[Point labeling examples]
— START —

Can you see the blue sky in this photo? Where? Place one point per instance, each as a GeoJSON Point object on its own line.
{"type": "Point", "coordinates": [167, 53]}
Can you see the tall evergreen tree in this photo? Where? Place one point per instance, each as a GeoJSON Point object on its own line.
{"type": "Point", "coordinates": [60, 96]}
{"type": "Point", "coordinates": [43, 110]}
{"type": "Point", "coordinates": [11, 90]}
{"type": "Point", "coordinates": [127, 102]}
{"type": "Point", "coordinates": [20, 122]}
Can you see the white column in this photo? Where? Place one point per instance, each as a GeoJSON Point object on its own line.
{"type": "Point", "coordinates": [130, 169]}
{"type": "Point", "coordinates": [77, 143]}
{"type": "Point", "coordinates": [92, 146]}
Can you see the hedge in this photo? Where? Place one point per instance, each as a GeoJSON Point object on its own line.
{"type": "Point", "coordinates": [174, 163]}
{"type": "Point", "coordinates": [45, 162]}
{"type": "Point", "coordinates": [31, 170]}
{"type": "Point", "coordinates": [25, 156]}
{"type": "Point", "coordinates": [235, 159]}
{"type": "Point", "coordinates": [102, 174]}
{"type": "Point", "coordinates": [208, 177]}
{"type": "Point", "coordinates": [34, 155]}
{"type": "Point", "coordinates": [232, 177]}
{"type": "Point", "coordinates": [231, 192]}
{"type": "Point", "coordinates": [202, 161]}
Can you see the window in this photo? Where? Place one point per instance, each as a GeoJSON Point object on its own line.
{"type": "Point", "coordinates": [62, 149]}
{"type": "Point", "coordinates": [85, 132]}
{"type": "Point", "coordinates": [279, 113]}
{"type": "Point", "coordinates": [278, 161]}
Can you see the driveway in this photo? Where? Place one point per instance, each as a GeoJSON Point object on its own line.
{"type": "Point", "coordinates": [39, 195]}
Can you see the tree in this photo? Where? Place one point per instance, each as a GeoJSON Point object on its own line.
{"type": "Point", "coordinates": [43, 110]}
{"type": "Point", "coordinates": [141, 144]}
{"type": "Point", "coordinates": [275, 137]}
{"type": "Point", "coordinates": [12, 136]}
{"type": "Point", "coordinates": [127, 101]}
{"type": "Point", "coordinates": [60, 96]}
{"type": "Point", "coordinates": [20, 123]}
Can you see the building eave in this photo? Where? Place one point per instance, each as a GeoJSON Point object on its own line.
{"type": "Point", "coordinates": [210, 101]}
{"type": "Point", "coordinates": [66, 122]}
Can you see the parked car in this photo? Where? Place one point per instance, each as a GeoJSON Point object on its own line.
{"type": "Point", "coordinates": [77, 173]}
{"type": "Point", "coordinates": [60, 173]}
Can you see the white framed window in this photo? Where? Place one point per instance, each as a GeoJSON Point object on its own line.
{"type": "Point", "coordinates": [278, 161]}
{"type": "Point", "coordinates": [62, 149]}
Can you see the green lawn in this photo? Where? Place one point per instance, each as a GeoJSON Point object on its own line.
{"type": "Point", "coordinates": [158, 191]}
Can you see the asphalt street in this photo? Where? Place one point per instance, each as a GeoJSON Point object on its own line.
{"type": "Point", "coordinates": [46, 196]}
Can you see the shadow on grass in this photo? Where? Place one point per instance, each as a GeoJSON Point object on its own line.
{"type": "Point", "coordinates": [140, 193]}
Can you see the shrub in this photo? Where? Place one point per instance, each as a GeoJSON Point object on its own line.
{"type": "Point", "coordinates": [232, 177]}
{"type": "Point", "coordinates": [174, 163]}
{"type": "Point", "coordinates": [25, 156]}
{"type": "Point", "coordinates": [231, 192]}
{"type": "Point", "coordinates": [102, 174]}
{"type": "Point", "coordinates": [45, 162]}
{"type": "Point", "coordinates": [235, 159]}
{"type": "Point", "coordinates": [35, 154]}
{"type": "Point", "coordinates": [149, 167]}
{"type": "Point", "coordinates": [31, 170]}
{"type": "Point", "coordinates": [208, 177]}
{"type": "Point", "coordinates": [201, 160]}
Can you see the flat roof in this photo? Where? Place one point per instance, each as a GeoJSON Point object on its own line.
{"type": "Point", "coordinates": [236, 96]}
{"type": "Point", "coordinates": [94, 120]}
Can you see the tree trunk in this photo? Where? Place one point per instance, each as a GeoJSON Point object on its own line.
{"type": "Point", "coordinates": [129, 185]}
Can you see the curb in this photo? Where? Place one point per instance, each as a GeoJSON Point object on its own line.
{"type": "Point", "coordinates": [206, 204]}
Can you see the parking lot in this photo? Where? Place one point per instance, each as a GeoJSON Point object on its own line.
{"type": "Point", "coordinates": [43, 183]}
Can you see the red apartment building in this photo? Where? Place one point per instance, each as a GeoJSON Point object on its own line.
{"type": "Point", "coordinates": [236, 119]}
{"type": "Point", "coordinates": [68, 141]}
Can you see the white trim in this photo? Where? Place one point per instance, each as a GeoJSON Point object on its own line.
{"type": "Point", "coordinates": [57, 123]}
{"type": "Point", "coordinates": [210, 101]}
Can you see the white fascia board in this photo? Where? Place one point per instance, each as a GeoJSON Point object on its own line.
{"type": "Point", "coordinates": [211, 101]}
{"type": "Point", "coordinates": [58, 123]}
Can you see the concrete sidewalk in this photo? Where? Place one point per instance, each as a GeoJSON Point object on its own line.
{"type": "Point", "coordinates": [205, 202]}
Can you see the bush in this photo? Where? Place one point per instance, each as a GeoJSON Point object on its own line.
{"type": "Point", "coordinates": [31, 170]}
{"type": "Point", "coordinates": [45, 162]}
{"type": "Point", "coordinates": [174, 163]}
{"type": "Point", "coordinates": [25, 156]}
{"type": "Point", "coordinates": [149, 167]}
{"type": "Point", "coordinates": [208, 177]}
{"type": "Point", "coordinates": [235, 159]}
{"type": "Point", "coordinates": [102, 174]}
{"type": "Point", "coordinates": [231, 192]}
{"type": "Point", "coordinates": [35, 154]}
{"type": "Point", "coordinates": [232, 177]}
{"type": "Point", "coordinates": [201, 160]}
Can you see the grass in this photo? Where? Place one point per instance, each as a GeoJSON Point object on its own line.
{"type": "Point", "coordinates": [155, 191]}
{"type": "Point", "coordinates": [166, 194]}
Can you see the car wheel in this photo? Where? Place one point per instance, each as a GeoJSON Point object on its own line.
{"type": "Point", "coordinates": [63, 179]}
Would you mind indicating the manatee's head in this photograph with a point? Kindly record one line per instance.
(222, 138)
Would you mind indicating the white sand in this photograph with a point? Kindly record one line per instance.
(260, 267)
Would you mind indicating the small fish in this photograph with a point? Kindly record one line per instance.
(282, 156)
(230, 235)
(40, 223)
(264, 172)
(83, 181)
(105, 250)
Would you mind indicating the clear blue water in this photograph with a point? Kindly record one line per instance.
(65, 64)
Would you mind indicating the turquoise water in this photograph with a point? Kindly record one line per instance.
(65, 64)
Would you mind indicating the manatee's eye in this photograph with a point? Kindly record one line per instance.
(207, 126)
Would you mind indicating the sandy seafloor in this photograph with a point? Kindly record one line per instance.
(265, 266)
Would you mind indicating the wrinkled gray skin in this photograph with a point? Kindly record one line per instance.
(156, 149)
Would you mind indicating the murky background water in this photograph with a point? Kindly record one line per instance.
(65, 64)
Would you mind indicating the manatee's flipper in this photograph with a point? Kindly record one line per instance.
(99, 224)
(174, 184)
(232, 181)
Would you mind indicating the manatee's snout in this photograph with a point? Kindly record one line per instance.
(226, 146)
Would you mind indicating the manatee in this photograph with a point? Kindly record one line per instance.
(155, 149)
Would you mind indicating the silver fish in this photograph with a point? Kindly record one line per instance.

— END —
— START —

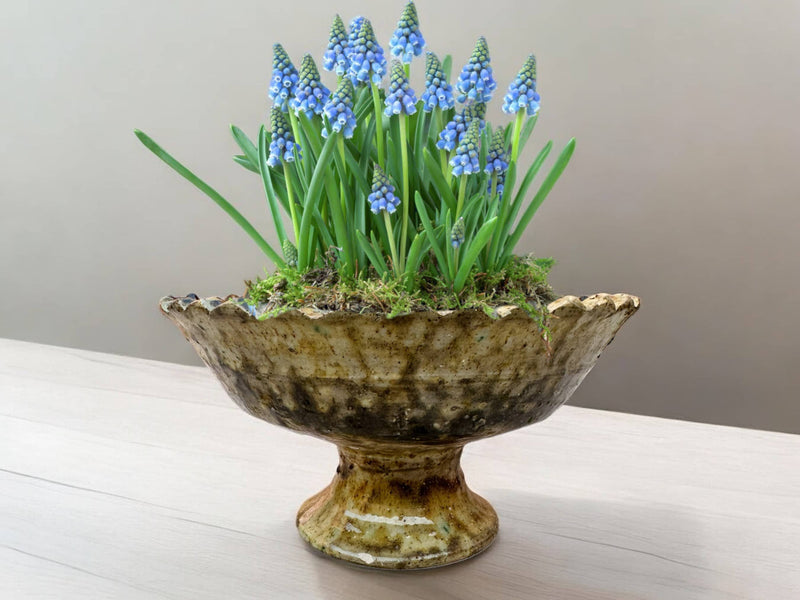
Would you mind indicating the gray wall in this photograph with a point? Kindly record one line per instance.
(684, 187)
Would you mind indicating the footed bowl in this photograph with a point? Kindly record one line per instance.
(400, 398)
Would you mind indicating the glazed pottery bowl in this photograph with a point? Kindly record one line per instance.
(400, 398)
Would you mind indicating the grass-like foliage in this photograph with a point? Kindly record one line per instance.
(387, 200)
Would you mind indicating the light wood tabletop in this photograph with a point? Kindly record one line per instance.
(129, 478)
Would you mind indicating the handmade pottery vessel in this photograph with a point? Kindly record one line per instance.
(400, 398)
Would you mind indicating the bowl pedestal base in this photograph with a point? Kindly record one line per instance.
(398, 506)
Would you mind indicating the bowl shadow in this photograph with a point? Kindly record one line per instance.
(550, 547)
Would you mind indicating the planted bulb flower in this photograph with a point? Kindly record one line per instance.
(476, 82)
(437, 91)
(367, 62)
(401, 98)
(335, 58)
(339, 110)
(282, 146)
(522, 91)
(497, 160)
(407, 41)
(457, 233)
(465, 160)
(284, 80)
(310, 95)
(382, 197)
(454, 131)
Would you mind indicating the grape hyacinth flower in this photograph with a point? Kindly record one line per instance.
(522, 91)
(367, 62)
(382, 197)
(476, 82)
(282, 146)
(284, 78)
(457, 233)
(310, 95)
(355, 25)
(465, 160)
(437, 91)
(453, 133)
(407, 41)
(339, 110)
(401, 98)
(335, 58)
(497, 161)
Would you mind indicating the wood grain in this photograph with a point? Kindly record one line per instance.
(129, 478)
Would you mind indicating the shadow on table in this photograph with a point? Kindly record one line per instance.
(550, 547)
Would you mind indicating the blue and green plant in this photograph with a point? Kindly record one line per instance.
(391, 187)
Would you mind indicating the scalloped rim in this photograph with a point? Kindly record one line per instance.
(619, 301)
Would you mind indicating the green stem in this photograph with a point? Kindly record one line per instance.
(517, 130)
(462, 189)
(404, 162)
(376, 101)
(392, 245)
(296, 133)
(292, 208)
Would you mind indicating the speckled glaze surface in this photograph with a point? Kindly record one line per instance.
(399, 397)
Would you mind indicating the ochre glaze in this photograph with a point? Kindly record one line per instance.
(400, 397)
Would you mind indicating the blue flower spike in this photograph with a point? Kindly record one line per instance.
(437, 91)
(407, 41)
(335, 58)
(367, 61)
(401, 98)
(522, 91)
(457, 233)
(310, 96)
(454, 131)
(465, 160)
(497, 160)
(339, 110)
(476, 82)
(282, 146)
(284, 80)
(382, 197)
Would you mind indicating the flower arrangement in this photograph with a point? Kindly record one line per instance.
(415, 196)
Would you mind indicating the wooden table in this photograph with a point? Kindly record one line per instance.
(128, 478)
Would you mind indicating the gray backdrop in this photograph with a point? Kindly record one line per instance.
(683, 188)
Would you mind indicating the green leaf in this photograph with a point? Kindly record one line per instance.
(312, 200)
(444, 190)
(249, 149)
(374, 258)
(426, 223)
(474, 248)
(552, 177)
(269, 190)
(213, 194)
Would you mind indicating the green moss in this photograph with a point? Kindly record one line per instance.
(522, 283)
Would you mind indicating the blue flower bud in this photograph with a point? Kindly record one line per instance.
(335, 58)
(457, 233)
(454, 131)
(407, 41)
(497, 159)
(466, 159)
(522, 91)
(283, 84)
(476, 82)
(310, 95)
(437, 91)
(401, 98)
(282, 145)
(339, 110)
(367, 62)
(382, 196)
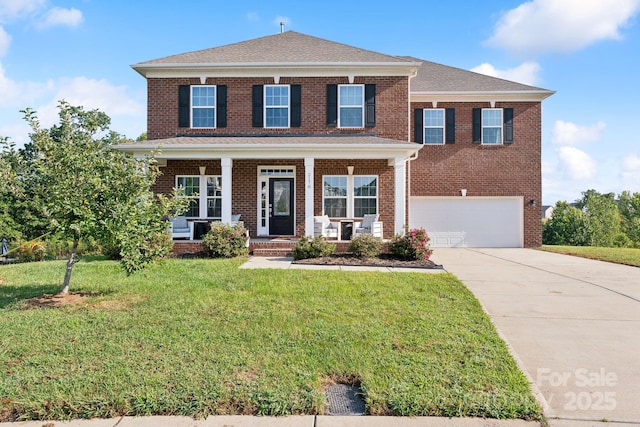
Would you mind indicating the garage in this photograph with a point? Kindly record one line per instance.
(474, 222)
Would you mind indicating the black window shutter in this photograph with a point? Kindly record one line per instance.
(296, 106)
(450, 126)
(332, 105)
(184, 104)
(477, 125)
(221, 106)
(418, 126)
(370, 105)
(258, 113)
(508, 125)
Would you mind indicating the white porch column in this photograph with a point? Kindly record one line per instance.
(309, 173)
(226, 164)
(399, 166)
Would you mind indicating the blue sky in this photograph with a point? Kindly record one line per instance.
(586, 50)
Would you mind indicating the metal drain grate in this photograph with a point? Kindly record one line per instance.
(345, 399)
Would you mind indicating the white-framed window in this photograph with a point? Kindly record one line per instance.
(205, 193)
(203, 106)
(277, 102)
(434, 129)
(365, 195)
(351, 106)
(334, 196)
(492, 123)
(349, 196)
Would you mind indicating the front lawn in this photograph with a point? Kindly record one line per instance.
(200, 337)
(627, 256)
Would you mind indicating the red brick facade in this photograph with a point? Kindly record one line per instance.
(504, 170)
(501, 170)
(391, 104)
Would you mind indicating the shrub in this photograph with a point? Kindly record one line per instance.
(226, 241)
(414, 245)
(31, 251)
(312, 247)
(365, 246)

— END —
— START —

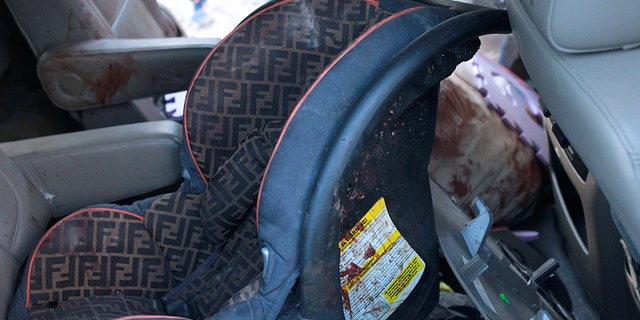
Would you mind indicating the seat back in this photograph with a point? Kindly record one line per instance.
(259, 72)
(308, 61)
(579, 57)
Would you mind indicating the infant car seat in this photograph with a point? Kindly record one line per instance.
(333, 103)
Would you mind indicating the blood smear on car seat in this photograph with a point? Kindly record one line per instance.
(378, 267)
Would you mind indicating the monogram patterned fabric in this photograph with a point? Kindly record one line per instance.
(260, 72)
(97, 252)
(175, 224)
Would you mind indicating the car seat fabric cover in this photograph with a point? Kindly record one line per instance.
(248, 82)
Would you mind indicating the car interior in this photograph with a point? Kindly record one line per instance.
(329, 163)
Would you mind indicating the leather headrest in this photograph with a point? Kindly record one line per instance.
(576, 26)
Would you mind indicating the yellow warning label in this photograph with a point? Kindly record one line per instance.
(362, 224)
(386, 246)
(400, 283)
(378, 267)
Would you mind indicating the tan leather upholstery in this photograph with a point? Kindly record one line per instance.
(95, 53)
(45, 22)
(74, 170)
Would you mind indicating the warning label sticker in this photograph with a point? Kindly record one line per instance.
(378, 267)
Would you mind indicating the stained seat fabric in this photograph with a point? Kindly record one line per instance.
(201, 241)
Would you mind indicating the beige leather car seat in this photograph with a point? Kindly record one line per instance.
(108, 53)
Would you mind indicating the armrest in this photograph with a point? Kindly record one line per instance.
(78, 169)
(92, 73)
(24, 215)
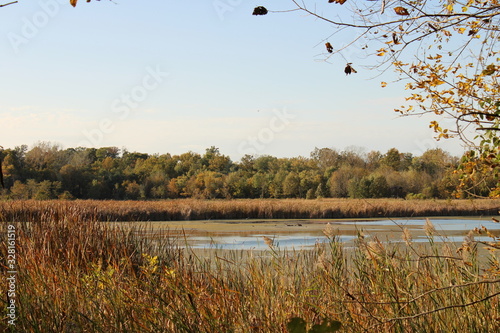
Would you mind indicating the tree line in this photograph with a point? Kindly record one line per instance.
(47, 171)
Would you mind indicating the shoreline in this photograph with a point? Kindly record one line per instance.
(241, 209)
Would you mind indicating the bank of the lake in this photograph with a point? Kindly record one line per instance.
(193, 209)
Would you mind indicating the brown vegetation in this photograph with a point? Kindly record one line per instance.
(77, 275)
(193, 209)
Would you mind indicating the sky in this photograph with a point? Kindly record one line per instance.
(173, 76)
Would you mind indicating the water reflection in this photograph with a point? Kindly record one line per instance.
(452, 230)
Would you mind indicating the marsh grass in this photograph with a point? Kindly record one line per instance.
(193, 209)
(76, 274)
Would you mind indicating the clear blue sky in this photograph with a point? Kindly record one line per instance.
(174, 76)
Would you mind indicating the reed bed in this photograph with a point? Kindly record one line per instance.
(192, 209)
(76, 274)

— END —

### Problem requirements
How many lines of the records above contain the word "gray"? Give only the number.

### Task solution
3